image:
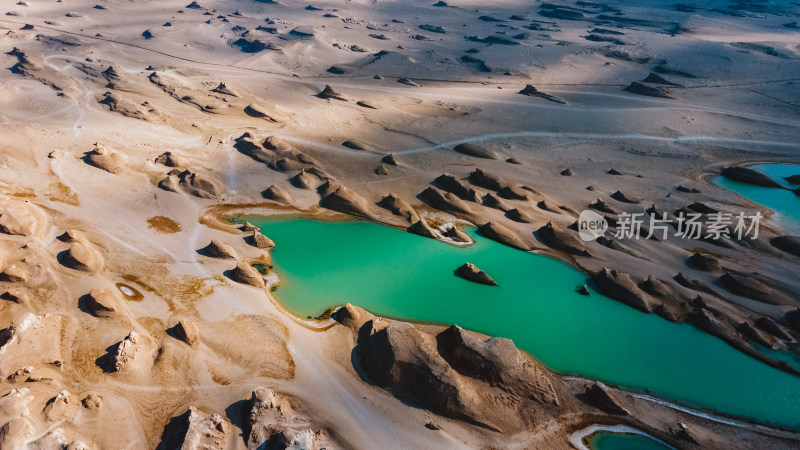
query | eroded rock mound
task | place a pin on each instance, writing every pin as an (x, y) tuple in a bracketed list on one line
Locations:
[(170, 159), (258, 240), (101, 303), (273, 421), (503, 235), (485, 180), (82, 256), (600, 396), (452, 184), (444, 201), (475, 150), (186, 330), (219, 249), (192, 183), (195, 430), (620, 286), (21, 218), (706, 263), (469, 271), (453, 373), (650, 91), (342, 199), (749, 176), (258, 111), (106, 159), (561, 239), (246, 274), (751, 287), (399, 207), (276, 193), (789, 244), (330, 93)]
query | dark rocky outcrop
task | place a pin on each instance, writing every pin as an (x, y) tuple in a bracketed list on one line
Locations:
[(562, 240), (748, 330), (513, 192), (276, 193), (751, 287), (517, 215), (330, 93), (422, 228), (82, 256), (503, 235), (399, 207), (245, 273), (195, 429), (105, 159), (650, 91), (452, 184), (456, 234), (491, 201), (620, 197), (101, 303), (708, 322), (789, 244), (218, 249), (475, 150), (485, 180), (453, 373), (258, 240), (602, 207), (602, 398), (773, 328), (444, 201), (186, 330), (304, 180), (259, 112), (469, 271), (531, 91), (706, 263), (192, 183), (620, 286), (344, 200), (749, 176), (169, 159)]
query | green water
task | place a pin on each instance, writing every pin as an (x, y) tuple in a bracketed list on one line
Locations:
[(617, 441), (402, 275), (786, 204)]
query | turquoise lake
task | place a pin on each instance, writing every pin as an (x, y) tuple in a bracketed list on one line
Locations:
[(786, 204), (618, 441), (401, 275)]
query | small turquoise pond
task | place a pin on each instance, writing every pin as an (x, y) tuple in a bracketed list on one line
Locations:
[(786, 204), (397, 274), (622, 441)]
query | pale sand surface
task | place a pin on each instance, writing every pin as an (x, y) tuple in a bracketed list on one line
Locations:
[(741, 106)]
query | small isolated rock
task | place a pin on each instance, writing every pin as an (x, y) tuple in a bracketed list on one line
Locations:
[(601, 397), (81, 256), (258, 240), (276, 193), (186, 331), (246, 274), (101, 303), (13, 274), (422, 228), (470, 272), (92, 401), (330, 93), (217, 249), (706, 263)]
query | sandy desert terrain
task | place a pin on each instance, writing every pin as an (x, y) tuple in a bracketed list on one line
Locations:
########################################
Task: Can you copy every entry above word for word, leaving out the pictures?

Result of the task:
image:
query | eroded rock mound
task | place a pin on each instance, writing every pin as an (x, y) tuple in a bracketed list on one line
Locations:
[(170, 159), (258, 240), (101, 303), (273, 421), (503, 235), (485, 180), (82, 256), (600, 396), (452, 184), (444, 201), (475, 150), (186, 330), (219, 249), (192, 183), (195, 430), (620, 286), (21, 218), (706, 263), (469, 271), (453, 373), (650, 91), (342, 199), (749, 176), (258, 111), (106, 159), (561, 239), (246, 274), (751, 287), (399, 207), (276, 193), (789, 244), (330, 93)]
query | dark rocky outcrop
task | place a pin on each instance, writing every pin as an (x, y) tuple in a bracketed list on one line
Locations:
[(562, 240), (748, 330), (513, 192), (276, 193), (751, 287), (517, 215), (330, 93), (422, 228), (82, 256), (503, 235), (399, 207), (245, 273), (195, 429), (105, 159), (650, 91), (452, 184), (456, 234), (491, 201), (620, 197), (101, 303), (708, 322), (789, 244), (218, 249), (475, 150), (485, 180), (453, 373), (258, 240), (602, 207), (602, 398), (773, 328), (444, 201), (186, 330), (304, 180), (259, 112), (469, 271), (531, 91), (706, 263), (192, 183), (620, 286), (344, 200), (749, 176), (169, 159)]
query | green water
task | place a pin on each instance, writing every pin as an (x, y) tuple in a bracketed list on one line
Locations:
[(617, 441), (402, 275), (786, 204)]
query | turquoise lake
task | place a pin on each instance, writing every pin as an (x, y) tuple in a bracketed list on one line
Locations:
[(786, 204), (618, 441), (401, 275)]
query | small turquoise pond
task | place a pin on each instance, writing every pin as an (x, y) tuple in a bracketed list on one line
Locations:
[(786, 204), (397, 274), (622, 441)]
query | pale sand surface
task | place a pin on each instance, writing every pin as an (x, y) tuple in a bracketed list on one line
Locations:
[(741, 106)]
query | small isolated rock
task | place a pin on each instance, writing every pin as an (x, y) tuple in a bracketed list on one line
Locations:
[(601, 397), (81, 256), (258, 240), (276, 193), (186, 331), (246, 274), (101, 303), (13, 274), (422, 228), (470, 272), (92, 401), (330, 93), (217, 249), (706, 263)]
query | sandy desert terrain
task | place a pin on each instance, writing every pin as an (x, y) tuple in a bracketed list on one line
Locations:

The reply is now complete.